§ **Input records**
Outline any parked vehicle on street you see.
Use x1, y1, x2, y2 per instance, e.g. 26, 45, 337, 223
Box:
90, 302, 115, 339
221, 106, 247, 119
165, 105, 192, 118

§ **About this task**
An exact transcript of all the records is the expected result.

§ **Answer space**
Outline any parked vehicle on street you see.
Use x1, y1, x2, y2 per instance, e.g. 26, 45, 337, 223
Box:
90, 302, 115, 339
221, 106, 247, 119
165, 105, 192, 118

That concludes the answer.